Supplied material:
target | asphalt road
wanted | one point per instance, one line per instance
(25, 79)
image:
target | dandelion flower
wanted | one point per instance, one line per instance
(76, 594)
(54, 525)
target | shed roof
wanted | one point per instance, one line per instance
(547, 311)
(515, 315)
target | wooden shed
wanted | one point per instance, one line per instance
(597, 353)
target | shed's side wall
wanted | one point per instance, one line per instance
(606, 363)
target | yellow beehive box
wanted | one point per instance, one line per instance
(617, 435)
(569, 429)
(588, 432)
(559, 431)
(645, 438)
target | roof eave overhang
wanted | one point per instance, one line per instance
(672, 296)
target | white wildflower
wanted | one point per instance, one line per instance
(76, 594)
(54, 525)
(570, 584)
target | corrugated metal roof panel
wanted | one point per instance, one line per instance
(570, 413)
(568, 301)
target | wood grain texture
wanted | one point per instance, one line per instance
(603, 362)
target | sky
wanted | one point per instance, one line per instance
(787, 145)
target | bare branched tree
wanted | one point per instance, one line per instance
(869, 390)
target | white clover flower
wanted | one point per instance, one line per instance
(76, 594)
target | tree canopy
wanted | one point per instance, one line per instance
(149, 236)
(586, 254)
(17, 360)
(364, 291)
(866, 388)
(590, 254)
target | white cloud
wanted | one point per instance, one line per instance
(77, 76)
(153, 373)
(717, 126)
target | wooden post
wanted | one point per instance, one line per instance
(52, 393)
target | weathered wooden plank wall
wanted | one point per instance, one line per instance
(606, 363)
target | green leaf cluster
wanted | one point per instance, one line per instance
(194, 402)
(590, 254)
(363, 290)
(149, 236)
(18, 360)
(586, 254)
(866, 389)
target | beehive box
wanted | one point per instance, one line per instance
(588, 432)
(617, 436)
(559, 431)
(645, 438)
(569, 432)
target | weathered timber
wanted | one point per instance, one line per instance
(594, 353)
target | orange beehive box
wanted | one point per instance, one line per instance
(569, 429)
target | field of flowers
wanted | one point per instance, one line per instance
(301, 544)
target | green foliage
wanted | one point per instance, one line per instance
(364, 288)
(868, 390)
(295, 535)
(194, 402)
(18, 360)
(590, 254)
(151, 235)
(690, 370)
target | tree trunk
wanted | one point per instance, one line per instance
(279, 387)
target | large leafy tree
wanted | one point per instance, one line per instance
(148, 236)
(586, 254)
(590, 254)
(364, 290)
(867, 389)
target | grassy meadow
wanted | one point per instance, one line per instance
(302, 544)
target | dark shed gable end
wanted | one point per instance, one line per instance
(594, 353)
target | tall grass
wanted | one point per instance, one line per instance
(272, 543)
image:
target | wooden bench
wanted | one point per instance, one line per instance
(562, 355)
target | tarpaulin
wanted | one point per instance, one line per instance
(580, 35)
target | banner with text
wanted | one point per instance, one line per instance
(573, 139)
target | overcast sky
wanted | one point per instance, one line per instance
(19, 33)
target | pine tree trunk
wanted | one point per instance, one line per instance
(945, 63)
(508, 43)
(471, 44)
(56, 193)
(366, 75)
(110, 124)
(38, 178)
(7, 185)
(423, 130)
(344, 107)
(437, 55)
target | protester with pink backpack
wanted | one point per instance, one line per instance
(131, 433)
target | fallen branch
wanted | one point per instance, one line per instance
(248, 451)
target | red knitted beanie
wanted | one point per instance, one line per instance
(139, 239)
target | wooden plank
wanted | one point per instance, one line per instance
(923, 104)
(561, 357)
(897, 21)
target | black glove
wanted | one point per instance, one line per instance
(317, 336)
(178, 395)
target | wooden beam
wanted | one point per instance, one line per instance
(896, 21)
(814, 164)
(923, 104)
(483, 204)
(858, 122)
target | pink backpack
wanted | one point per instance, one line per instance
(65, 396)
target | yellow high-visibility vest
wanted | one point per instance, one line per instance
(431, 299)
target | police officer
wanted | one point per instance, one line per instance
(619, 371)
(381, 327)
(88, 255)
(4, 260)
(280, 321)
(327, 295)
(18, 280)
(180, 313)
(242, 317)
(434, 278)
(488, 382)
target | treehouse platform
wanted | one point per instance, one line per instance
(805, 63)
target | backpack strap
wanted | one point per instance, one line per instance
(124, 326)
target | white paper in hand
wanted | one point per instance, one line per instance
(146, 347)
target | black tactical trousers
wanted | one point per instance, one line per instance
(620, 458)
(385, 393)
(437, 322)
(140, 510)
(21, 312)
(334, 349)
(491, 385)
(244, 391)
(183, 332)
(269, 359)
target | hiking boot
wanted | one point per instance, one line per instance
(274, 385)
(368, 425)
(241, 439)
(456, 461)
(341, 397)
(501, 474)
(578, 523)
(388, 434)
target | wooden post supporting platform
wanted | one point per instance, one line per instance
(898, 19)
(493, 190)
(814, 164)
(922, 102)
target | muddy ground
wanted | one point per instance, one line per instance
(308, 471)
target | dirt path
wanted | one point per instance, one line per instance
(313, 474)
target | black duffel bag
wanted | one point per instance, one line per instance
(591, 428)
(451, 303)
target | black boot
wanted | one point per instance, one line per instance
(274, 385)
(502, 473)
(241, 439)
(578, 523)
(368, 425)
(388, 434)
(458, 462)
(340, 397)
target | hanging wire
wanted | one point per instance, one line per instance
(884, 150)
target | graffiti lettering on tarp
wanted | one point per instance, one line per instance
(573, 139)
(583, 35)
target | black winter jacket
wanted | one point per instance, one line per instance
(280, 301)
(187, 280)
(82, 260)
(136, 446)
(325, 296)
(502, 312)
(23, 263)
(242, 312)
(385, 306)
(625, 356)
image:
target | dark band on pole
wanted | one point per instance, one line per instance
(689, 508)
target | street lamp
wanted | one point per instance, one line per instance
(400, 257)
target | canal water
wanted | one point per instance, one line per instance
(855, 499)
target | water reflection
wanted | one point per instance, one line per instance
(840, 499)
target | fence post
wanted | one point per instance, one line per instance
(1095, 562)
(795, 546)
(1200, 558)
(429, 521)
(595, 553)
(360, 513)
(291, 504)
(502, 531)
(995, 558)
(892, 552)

Set exercise:
All of the entries must be written out exactly as they stand.

Output below:
target | asphalt road
wanted | one point per instance, one line per instance
(25, 79)
image:
target | dandelion flower
wanted | one point per instance, one line per instance
(76, 594)
(54, 525)
target | shed roof
wanted | one point per instance, one line per instance
(547, 311)
(515, 315)
target | wooden shed
wanted | one point per instance, one line per instance
(597, 353)
target | shed's side wall
wanted | one point per instance, one line per instance
(606, 363)
target | yellow beehive box
wanted | one point per instance, one line per instance
(617, 435)
(569, 429)
(588, 432)
(559, 431)
(645, 438)
target | roof eave overhang
wanted | one point per instance, one line per instance
(672, 296)
target | white wildflower
wanted | one point per instance, one line per instance
(76, 594)
(54, 525)
(570, 584)
target | corrugated metal roof panel
wanted | one point per instance, one line per instance
(570, 413)
(568, 301)
target | wood grain texture
wanted | one point per instance, one line per instance
(603, 362)
target | sky
wanted | one point per instance, one line per instance
(787, 145)
target | bare branched tree
wanted | one point per instance, one line per instance
(869, 390)
target | white clover flower
wanted | one point per instance, one line per instance
(76, 594)
target | tree canopy
wanted | one point per instance, one line per instance
(149, 236)
(586, 254)
(17, 360)
(364, 291)
(866, 388)
(590, 254)
target | white cloud
wanted | one point per instance, one line per instance
(77, 76)
(153, 373)
(717, 126)
target | wooden post
wanted | one point per instance, one line per instance
(52, 393)
target | weathered wooden plank wall
wanted | one point per instance, one line per instance
(606, 363)
target | green leaf cluster
wanted | one point per instance, one line per instance
(194, 402)
(590, 254)
(363, 290)
(149, 236)
(18, 360)
(586, 254)
(866, 389)
target | beehive box
wanted | one point per instance, one line per instance
(588, 432)
(617, 436)
(559, 431)
(645, 438)
(569, 432)
target | weathered timber
wanted | one point per instance, one line per instance
(594, 353)
target | orange beehive box
wanted | one point per instance, one line per instance
(569, 429)
target | field of flowers
wanted | one point per instance, one line per instance
(301, 544)
target | green foliage
wanted | one point per instance, one line per instance
(364, 288)
(868, 390)
(295, 535)
(194, 402)
(18, 360)
(590, 254)
(151, 235)
(690, 370)
target | tree trunk
wanted | one point per instance, one line per instance
(279, 387)
target | large leafy tree
wanted | one point per instance, one line per instance
(148, 236)
(586, 254)
(590, 254)
(364, 290)
(867, 389)
target | grassy meadow
wanted | one point per instance, one line per instance
(302, 544)
target | dark shed gable end
wanted | one point per instance, one line per instance
(594, 353)
target | tall grass
wanted | one point per instance, one line per instance
(272, 543)
image:
target | wooden bench
wanted | one point per instance, one line per instance
(562, 355)
target | tarpaulin
wanted | one point per instance, one line per instance
(580, 35)
target | banner with text
wanted | one point per instance, one line per instance
(573, 139)
target | overcast sky
wanted | one point per instance, one line per instance
(19, 33)
target | pine tree trunk
wanted | one point per instance, one line per instance
(945, 63)
(508, 43)
(471, 44)
(56, 193)
(366, 75)
(110, 124)
(38, 178)
(7, 185)
(423, 130)
(344, 107)
(437, 55)
target | protester with pink backpack
wanted | one point per instance, one line per instance
(131, 433)
target | fallen branch
wanted | one point per instance, one line per instance
(248, 451)
target | red knitted beanie
wanted | one point per instance, one line per instance
(139, 239)
target | wooden plank
wanted | one point per instance, one line per instance
(923, 104)
(561, 357)
(897, 21)
target | black glove
wanted | one point per instance, one line per instance
(317, 336)
(178, 395)
target | wooden beam
wanted | one point per instance, one line per instance
(896, 21)
(814, 164)
(923, 104)
(483, 204)
(858, 122)
target | pink backpack
wanted | one point per instance, one line per instance
(65, 396)
target | yellow high-visibility vest
wanted | one point per instance, one line per instance
(431, 299)
target | police officer
wanted | one point per instance, one line per instance
(619, 371)
(381, 327)
(88, 255)
(4, 260)
(280, 321)
(327, 295)
(18, 280)
(180, 313)
(242, 317)
(434, 278)
(488, 382)
target | treehouse platform
wanted | one point per instance, one line per instance
(805, 63)
target | backpack strap
wanted | one point per instance, one line per instance
(124, 326)
target | white paper in hand
wanted | one point per instance, one line per instance
(146, 347)
target | black tactical trousers
wanted | one point per instance, one line per instance
(620, 458)
(385, 393)
(437, 322)
(140, 510)
(21, 312)
(334, 349)
(491, 385)
(244, 391)
(183, 332)
(269, 359)
target | hiking boot
wanted | one point per instance, one line per instance
(274, 385)
(368, 425)
(241, 439)
(456, 461)
(341, 397)
(501, 474)
(578, 523)
(388, 434)
target | wooden post supporting platform
wanted | one point per instance, one line per instance
(898, 19)
(493, 190)
(814, 164)
(922, 102)
target | muddy ground
wanted | one point per instance, one line per instance
(308, 471)
target | dirt path
wanted | one point per instance, one line per instance
(313, 474)
target | black duffel bag
wanted | one point per instance, one line per instance
(591, 428)
(451, 303)
target | black boot
wanted | one point per instance, one line per instance
(274, 385)
(502, 473)
(241, 439)
(578, 523)
(368, 425)
(388, 434)
(458, 462)
(340, 397)
target | hanging wire
wanted | one point per instance, one line per instance
(884, 150)
target | graffiti lettering on tarp
wanted | one point per instance, one line per instance
(573, 139)
(583, 35)
target | black winter jacket
wanted | one point per instance, one line per instance
(280, 301)
(187, 280)
(82, 260)
(136, 446)
(325, 296)
(502, 312)
(23, 263)
(242, 312)
(385, 306)
(625, 356)
image:
target | dark band on pole
wanted | one point per instance, one line per instance
(689, 508)
target | street lamp
wanted | one point per instance, one line per instance
(400, 257)
target | canal water
wanted | one point per instance, one line per instance
(855, 499)
target | water reflection
wanted | one point per instance, one line per instance
(840, 499)
target | fence post
wanted | one point per instance, one line per instance
(1095, 562)
(795, 546)
(1200, 558)
(429, 521)
(595, 553)
(360, 513)
(291, 504)
(502, 531)
(995, 558)
(892, 552)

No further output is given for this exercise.